> _TASK BRIEF_
Reproduce only the lines of the records running from the line containing "Target: horse rider logo" down to the line containing "[(447, 132)]", both ends included, with the requests kept unchanged. Multiply every coordinate value in the answers by 1.8 and round each result to a whole number, rounding halves up.

Position annotation records:
---*---
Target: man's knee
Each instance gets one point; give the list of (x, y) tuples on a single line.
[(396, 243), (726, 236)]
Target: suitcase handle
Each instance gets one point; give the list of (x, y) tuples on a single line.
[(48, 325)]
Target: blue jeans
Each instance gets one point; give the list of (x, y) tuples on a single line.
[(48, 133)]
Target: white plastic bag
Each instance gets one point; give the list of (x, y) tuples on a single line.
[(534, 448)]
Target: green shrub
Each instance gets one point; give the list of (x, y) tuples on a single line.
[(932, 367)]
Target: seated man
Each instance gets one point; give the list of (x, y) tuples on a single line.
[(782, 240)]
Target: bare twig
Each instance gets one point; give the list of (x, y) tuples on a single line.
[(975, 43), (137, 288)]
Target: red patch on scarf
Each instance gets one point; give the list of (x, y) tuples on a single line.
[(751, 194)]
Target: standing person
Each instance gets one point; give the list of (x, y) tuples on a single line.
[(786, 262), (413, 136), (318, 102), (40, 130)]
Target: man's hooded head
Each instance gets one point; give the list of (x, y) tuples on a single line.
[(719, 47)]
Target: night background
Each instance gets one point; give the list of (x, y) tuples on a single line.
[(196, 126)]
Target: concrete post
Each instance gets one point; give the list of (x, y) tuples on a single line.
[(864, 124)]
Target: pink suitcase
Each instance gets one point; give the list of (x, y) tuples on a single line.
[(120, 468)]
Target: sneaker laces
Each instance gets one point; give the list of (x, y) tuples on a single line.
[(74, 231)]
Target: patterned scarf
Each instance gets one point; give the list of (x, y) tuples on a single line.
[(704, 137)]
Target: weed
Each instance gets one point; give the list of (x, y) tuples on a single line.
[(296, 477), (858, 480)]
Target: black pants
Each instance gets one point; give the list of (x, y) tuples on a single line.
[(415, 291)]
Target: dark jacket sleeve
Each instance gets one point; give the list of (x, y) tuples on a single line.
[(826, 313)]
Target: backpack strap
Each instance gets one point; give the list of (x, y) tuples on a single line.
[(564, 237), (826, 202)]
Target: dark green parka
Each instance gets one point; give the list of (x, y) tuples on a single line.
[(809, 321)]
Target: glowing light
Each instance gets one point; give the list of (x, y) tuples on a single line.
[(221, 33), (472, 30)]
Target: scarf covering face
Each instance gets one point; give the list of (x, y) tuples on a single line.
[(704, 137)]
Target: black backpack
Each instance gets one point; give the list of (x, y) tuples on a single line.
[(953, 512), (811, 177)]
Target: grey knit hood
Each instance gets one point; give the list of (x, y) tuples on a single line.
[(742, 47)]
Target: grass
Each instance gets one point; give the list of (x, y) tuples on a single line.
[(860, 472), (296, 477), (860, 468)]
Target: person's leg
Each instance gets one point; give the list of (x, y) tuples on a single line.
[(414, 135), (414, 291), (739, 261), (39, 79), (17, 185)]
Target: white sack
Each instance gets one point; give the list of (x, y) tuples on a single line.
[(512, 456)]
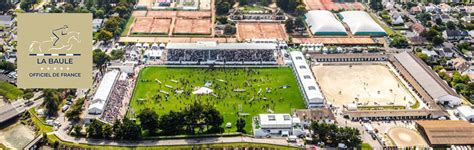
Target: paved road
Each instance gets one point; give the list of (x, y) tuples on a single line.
[(215, 140)]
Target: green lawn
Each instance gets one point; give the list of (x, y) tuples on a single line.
[(278, 100), (9, 91), (387, 29), (248, 8), (128, 26), (366, 146)]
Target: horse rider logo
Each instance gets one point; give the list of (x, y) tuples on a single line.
[(62, 39)]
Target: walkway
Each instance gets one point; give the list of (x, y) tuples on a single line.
[(210, 140)]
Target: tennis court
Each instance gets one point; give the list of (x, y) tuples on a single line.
[(247, 31)]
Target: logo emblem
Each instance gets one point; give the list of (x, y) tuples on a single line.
[(54, 50)]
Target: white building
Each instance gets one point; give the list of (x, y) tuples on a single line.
[(361, 23), (6, 21), (278, 124), (308, 86), (96, 24), (323, 22), (466, 112), (105, 88)]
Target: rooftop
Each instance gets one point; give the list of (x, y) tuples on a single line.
[(447, 132)]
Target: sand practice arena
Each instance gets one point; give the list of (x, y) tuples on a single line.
[(247, 31), (192, 26), (151, 25), (403, 137), (177, 22), (330, 5), (363, 84)]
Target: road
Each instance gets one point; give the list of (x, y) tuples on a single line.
[(211, 140), (15, 108)]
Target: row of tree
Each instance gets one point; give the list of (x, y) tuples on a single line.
[(125, 129), (194, 119), (332, 135), (54, 97)]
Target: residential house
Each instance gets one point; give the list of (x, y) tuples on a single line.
[(446, 52), (455, 35), (415, 10), (319, 115), (6, 21), (432, 55), (458, 64), (396, 18), (444, 18), (97, 24), (416, 27), (277, 124), (445, 8)]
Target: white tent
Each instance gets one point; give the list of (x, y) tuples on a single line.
[(105, 88), (202, 91), (323, 22), (361, 23), (466, 112)]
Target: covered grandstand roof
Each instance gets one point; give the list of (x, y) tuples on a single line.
[(361, 23), (222, 46), (447, 132), (313, 95), (425, 79), (323, 22), (103, 92)]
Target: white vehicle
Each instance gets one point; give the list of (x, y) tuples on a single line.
[(65, 107), (291, 138)]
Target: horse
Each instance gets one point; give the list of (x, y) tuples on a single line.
[(65, 43)]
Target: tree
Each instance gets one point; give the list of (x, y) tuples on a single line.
[(288, 5), (332, 135), (289, 25), (240, 125), (100, 58), (301, 10), (299, 22), (99, 13), (8, 66), (76, 109), (399, 41), (222, 8), (243, 2), (5, 5), (26, 5), (451, 25), (229, 29), (171, 123), (107, 131), (431, 33), (117, 54), (94, 130), (117, 129), (437, 40), (130, 130), (90, 4), (51, 101), (148, 120), (213, 119), (68, 8), (264, 2), (77, 130), (222, 19), (104, 35)]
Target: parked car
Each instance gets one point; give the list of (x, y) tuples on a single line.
[(29, 103), (65, 107)]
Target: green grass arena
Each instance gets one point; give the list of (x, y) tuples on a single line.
[(254, 100)]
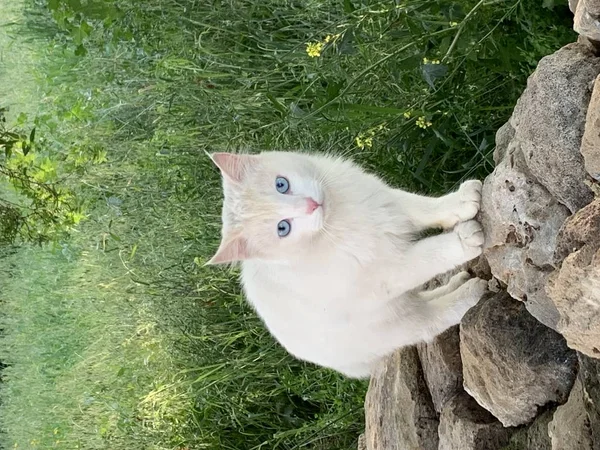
---*---
> _RESULT OF THE EXERCISE_
Target: horse rider logo
Each instance gets one point; give the list of (x, y) tuples on a single line.
[(112, 70)]
Target: walkway
Each instance gets one point; give the list of (x, y) tuples on a single line.
[(378, 252)]
Target: tennis court
Each instance gets one point; give the list of (x, y) tuples on a single line.
[(445, 56)]
Target: logo emblem
Each instance gets one point; give the list of (x, y) tuples on a single line.
[(97, 90)]
Target: white building
Each instance gets one point; give the list of (x, y) tuples on a single line.
[(650, 41), (11, 38), (500, 223), (554, 155), (173, 43), (581, 40), (839, 202), (189, 158)]
Target: rooftop
Each instance gets one point; give the list of (x, y) tuples on a single line.
[(805, 238)]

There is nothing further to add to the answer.